Anahita Razmi, b. 1981, Hamburg Germany.
Lives and works between Berlin and London.
She studied Media Art and Sculpture at the Bauhaus-University Weimar and the Pratt Institute New York before studying Fine Arts at the State Academy of Art and Design Stuttgart under Rainer Ganahl and Christian Jankowski.
Working with installation, moving image and performance, her practice is exploring contextual and geographical shifts – with a focus on shifts between an ‘East’ and a ‘West’. Using her own Iranian-German heritage as a reference, Razmi’s works are testing grounds for possibilities of import/export, hybrid identities and in the constructions and ambiguities of cultural representation.
Her works were exhibited in international institutions like Museo Jumex, Mexico City, Halle 14, Leipzig, Zacheta National Gallery of Art, Warsaw, Kunstraum Innsbruck, Austria, Sazmanab Center for Contemporary Art, Tehran, Kunsthalle Baden-Baden, Germany, The National Art Center, Tokyo and Kunstmuseum Stuttgart, Germany.
Among other grants and scholarships, Razmi received the Goethe at LUX Residency, London (2018), the Werkstattpreis of the Erich Hauser Foundation (2015), the MAK-Schindler Scholarship, Los Angeles (2013) and The Emdash Award, Frieze Foundation, London (2011).

An Artist Who Cannot Speak Farsi Is No Artist

You are a German/Iranian artist, living and working in Germany. Your art often shows a certain familiarity and at the same time a critical, ironic distance towards Iran. How would you describe your relationship with the country, in which you didn’t grow up but which owns a part of your identity?

It is a complicated relationship that has been changing during the years. I have been travelling to Iran a lot in the last ten years, realizing different projects, but I have never lived in the country.

- **Supplied records**:
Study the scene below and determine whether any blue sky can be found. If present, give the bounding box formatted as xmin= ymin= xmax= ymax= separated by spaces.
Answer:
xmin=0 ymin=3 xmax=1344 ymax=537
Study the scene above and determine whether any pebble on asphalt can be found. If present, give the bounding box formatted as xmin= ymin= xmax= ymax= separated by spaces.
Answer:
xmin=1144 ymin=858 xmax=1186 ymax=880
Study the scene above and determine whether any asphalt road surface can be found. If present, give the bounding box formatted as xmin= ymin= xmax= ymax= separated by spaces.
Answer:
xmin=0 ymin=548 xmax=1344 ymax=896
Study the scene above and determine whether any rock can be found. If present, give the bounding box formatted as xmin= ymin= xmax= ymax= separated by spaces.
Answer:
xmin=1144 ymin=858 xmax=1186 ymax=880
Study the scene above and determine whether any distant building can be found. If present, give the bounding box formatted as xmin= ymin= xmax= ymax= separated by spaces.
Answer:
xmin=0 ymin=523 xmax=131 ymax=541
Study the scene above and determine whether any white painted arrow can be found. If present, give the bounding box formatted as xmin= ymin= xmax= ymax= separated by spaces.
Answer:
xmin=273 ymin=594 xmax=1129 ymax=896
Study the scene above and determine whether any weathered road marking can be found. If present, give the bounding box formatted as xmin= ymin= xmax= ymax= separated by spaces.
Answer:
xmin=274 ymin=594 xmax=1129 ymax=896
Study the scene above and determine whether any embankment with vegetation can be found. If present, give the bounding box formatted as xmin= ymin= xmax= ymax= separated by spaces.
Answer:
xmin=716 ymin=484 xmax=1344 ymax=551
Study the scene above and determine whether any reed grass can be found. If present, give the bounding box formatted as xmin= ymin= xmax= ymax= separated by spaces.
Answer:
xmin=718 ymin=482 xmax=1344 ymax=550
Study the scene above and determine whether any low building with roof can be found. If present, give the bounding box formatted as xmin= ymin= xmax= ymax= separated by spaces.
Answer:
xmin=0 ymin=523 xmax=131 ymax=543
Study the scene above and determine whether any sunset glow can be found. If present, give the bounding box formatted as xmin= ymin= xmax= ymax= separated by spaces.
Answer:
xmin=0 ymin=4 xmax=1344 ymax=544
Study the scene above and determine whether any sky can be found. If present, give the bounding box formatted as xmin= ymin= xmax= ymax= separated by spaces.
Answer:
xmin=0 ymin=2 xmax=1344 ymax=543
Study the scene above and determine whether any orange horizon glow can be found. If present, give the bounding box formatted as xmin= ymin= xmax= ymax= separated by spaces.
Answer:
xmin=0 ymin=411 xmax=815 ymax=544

- **Tasks to carry out**:
- A) Extract the passage from the text about Anahita Razmi starting at "You are a German/Iranian" and ending at "of your identity?", copying it word for word.
- B) Copy the lines of the listing starting at the line that contains "Study the scene above and determine whether any white" and ending at the line that contains "xmin=718 ymin=482 xmax=1344 ymax=550", both included, with nothing changed.

- **Answers**:
- A)
You are a German/Iranian artist, living and working in Germany. Your art often shows a certain familiarity and at the same time a critical, ironic distance towards Iran. How would you describe your relationship with the country, in which you didn’t grow up but which owns a part of your identity?

- B)
Study the scene above and determine whether any white painted arrow can be found. If present, give the bounding box formatted as xmin= ymin= xmax= ymax= separated by spaces.
Answer:
xmin=273 ymin=594 xmax=1129 ymax=896
Study the scene above and determine whether any weathered road marking can be found. If present, give the bounding box formatted as xmin= ymin= xmax= ymax= separated by spaces.
Answer:
xmin=274 ymin=594 xmax=1129 ymax=896
Study the scene above and determine whether any embankment with vegetation can be found. If present, give the bounding box formatted as xmin= ymin= xmax= ymax= separated by spaces.
Answer:
xmin=716 ymin=484 xmax=1344 ymax=551
Study the scene above and determine whether any reed grass can be found. If present, give the bounding box formatted as xmin= ymin= xmax= ymax= separated by spaces.
Answer:
xmin=718 ymin=482 xmax=1344 ymax=550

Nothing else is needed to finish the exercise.